Page excerpt
=== Begin Enclosure ===

It happens a little after dawn, the way most assaults usually do. It’s not joyful: Since last year’s Pink Army flag-raising in front of Flagler County’s Government Services Building, some 40,000 women in America died of breast cancer, 232,000 new cases were diagnosed, adding to the 2.8 million women with a history of breast cancer, and millions more were affected by the desolation, physical and psychological, that touches the families and friends, and particularly the children, of those besieged by cancer.
Adding the numbers of all cancers’ casualties would make the body counts of even the grimmest wars in history dim in comparison: the nearly 8 million people who die worldwide each year from cancer is a larger number than either world wars’ annual tallies. And for cancer, there’s yet to be an armistice day.
“Who has not had a loved one or themselves impacted by cancer? Anyone, friends, family,” Colleen Conklin, the school board member, said this morning. “That has to change. And it will take an army.”
But it’s never a white flag that Florida Hospital Flagler’s Pink Army raises each year, however gloomy the sky, as it was this morning. Rather, it’s the way Frank Meeker, the chairman of the Flagler County Commission, described it.
Meeker was diagnosed with colon cancer earlier this year. He went through surgery and chemotherapy, lost 20 pounds (couldn’t keep them off, he said ruefully), lost his sense of taste, experienced the anxieties and uncertainties of the diagnosis, and stood in front of this morning’s small crowd, his scalp still barely a fuzz of returning silver that stood out against the pink radiating everywhere, to say what it takes to make it through: “All I want to emphasize is cancer is a lot of attitude, and a positive attitude I believe is what is necessary in order to counter it. Yes, scientific studies are right, yes, great people like Florida Hospital Flagler are right, yes, the support personnel are right, but for those who are going to survive, it’s the positive attitudes that will get you through it. If you start crying oh, why me, why me, you’re not going to get through it. If you go out saying you’re going to lick it, you’re going to lick it.”

=== End Enclosure ===

Supplied records
=== Begin Enclosure ===

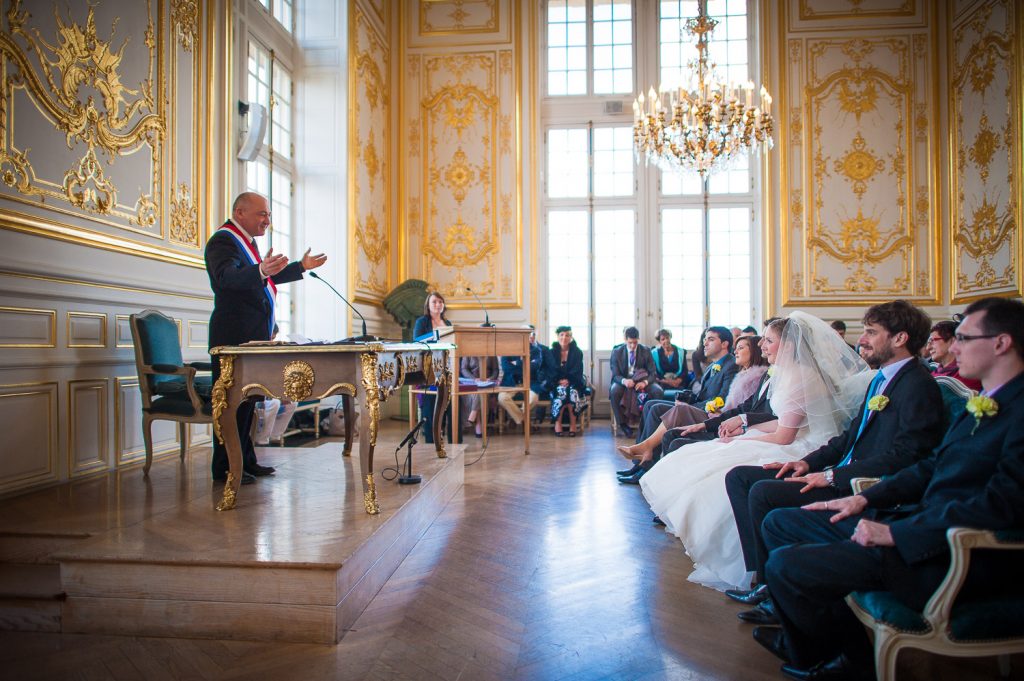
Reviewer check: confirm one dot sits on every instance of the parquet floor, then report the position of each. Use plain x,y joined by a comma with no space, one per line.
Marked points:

=== End Enclosure ===
=== Begin Enclosure ===

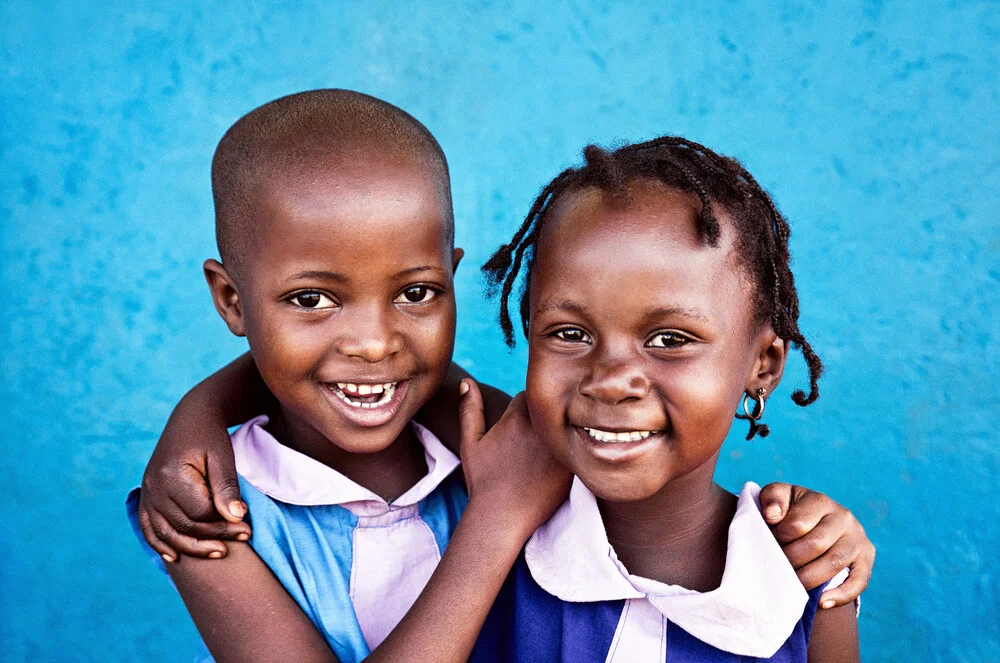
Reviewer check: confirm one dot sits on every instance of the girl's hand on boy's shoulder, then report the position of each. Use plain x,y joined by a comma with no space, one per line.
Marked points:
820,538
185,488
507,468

=== End Enclosure ===
=== Begin Enclosure ===

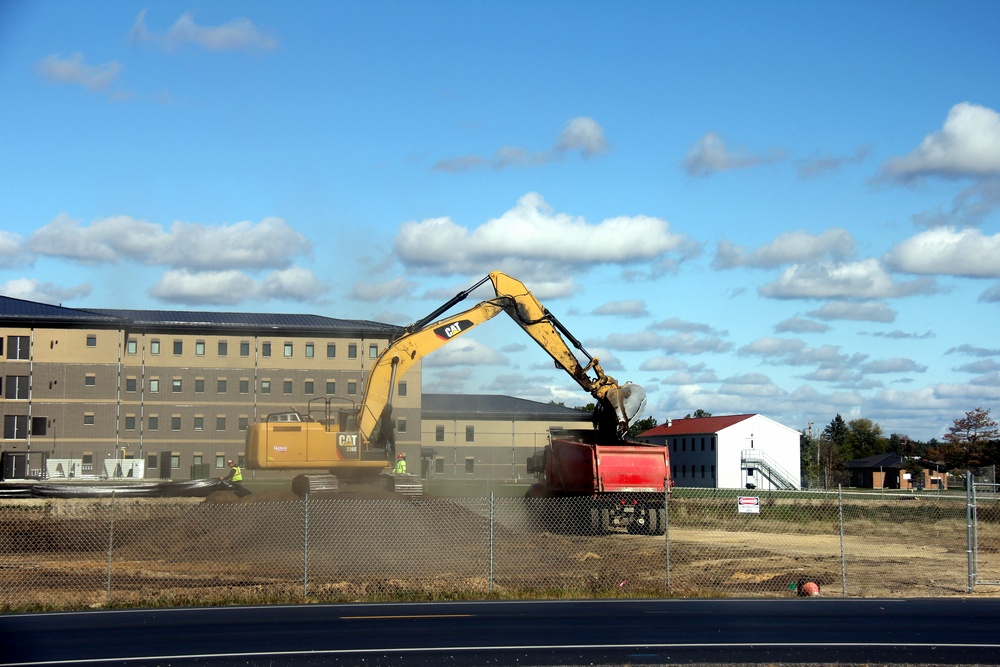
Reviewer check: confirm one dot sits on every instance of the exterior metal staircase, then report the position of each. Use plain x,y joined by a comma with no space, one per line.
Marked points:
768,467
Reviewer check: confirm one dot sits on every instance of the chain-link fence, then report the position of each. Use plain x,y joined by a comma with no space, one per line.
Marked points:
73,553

=== End Enclosure ===

List of tasks
1. According to the article on the Pink Army flag-raising, what type of cancer was Frank Meeker diagnosed with earlier this year?
2. Transcribe the article on the Pink Army flag-raising word for word from "It happens a" to "an armistice day.".

Answers to the problems
1. Colon cancer.

2.
It happens a little after dawn, the way most assaults usually do. It’s not joyful: Since last year’s Pink Army flag-raising in front of Flagler County’s Government Services Building, some 40,000 women in America died of breast cancer, 232,000 new cases were diagnosed, adding to the 2.8 million women with a history of breast cancer, and millions more were affected by the desolation, physical and psychological, that touches the families and friends, and particularly the children, of those besieged by cancer.
Adding the numbers of all cancers’ casualties would make the body counts of even the grimmest wars in history dim in comparison: the nearly 8 million people who die worldwide each year from cancer is a larger number than either world wars’ annual tallies. And for cancer, there’s yet to be an armistice day.